Start Source text
5. The method of claim 4, wherein adding the header comprises
adding an administrative data portion to the new audio file,
wherein the administrative data portion includes tags to specific
navigation points in the new audio file.
6. The method of claim 5, wherein the steps of accessing,
identifying, parsing, creating, adding, and saving are repeated
until each page of the digital talking book is converted from the
Daisy file format to a the new digital streaming media format.
7. The method of claim 6, wherein the new digital streaming media
format comprises MPEG, MP3, WAV, WMA, WMV, MC, Windows Media, MC,
or Advanced Streaming Format.
8. The method of claim 7, wherein the administrative data portion
to the new audio file comprises information identifying a next data
file in a sequence of data files the make up the digital talking
book in the new audio format.
9. The method of claim 8, wherein the specific audio portion
corresponds to a line, a paragraph, a page, or a chapter of a
digital talking book.
10. A method for converting a Daisy format digital talking book
file into a digital streaming media file, comprising: accessing an
admin portion of a Daisy file; mapping specific portions of the
Daisy audio file for the digital talking book from the admin
portion of the Daisy file; extracting individual audio files
corresponding to specific portions of the digital talking book; and
saving the individual audio files in a digital streaming media
format.
11. The method of claim 10, wherein admin portion of the Daisy file
comprises a package file, a SMIL file, or an NCX file.
12. The method of claim 11, wherein mapping the specific portions
comprises mapping lines, paragraphs, pages, or chapters of the
digital talking book.
13. The method of claim 12, wherein the digital streaming media
format comprises MPEG, MP3, WAV, WMA, WMV, Windows Media, MC, or
Advanced Streaming Format.
14. Apparatus for converting a Daisy digital talking book file
comprising: a processor for accessing a Daisy digital talking book
file and converting the Daisy file into a new audio file.
15. The apparatus of claim 14 wherein the processor further
comprises: means for accessing administrative information in a
Daisy file; means for identifying a start and end point for a
specific audio portion of the digital talking book; means for
parsing the specific audio portion from the Daisy file; means for
creating a new audio file using the parsed audio portion; means for
adding a header to the new audio file; and means for saving the new
audio file.
16. The apparatus of claim 14, wherein the administrative
information comprises a package file, a SMIL file, or an NCX file.
Description
BACKGROUND OF THE INVENTION
[0001] 1. Field of the Invention
[0002] Embodiments of the invention generally relate to a method
and apparatus for converting a data file representing a digital
talking book into another data file that is readable by a generic
digital media player.
[0003] 2. Description of the Related Art
[0004] Digital talking books have become very popular in the
market. These types of books are especially helpful for those who
are challenged in any way to physically read a book, such as blind
person or a person with a learning disability. One of the more
popular formats for digital talking books is the Daisy format, as
this format allows for excellent navigation throughout the book
during the playback process. For example, using the Daisy standard,
a user is able to navigate through a digital talking book on a
chapter basis, on a page basis, on a paragraph basis, or on a line
by line basis, which has been shown to be a very powerful tool in
the digital talking book market.
End Source text
◆ **Prompt 1**
List every digital streaming media format named in claim 13 of the patent text.
◆ **Prompt 2**
Rewrite the part of the patent text that opens with the words "8. The method" and closes with "new audio format.", substituting "following" for "next".
◆ **Prompt 3**
Continue the patent text on converting Daisy digital talking books from the point where it stops.
None of the lines that come next are needed.
Start Records supplied
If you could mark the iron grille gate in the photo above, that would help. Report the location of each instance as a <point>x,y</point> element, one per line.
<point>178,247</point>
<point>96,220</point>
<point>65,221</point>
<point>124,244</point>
End Records supplied
◆ **Result 1**
MPEG, MP3, WAV, WMA, WMV, Windows Media, MC, Advanced Streaming Format

◆ **Result 2**
8. The method of claim 7, wherein the administrative data portion
to the new audio file comprises information identifying a following data
file in a sequence of data files the make up the digital talking
book in the new audio format.

◆ **Result 3**
[0005] However, one challenge associated with the Daisy format
digital talking books is that books in the Daisy format require a
specialized Daisy-type player. The Daisy players are somewhat
expensive, and although they are available on the market, they are
not nearly as available as current digital streaming media players.
These types of players include MP3 players, i-Pods, etc. As such,
users of the Daisy players may desire to play the Daisy formatted
digital talking books on conventional and widely available players.
The difference between Daisy players and conventional digital music
players is that Daisy navigation is based on the NCC/NCX and SMIL
technologies, support for which are not implemented in conventional
digital media players. Digital music players can play the audio
files, but cannot provide the navigation features provided by
Daisy-type players and files.
[0006] In view of the desirability of Daisy-type digital talking
books, the price and availability of Daisy players, and the price
and availability of conventional digital streaming media players,
it would be desirable to have a method for converting the Daisy
formatted digital talking books into a format that may be played on
conventional digital streaming media players, while maintaining the
navigation characteristics present in the Daisy digital talking
books.
SUMMARY OF THE INVENTION
[0007] The present invention generally relates to a method and
apparatus for converting a data file set representing a digital
talking book into another data file set that is readable by a
generic digital media player that is readable by a generic digital
media player, while providing similar navigation functions.
[0008] Embodiments of the invention may further provide a method
and apparatus for converting a Daisy digital talking book data file
set into a plurality of conventional digital streaming media files
that may be played on a conventional digital streaming media
player. Further, embodiments of the invention provide a method for
converting the Daisy data file sets to data files that may be
played on a conventional digital streaming media player, while
maintaining the navigation characteristics of the Daisy digital
talking book.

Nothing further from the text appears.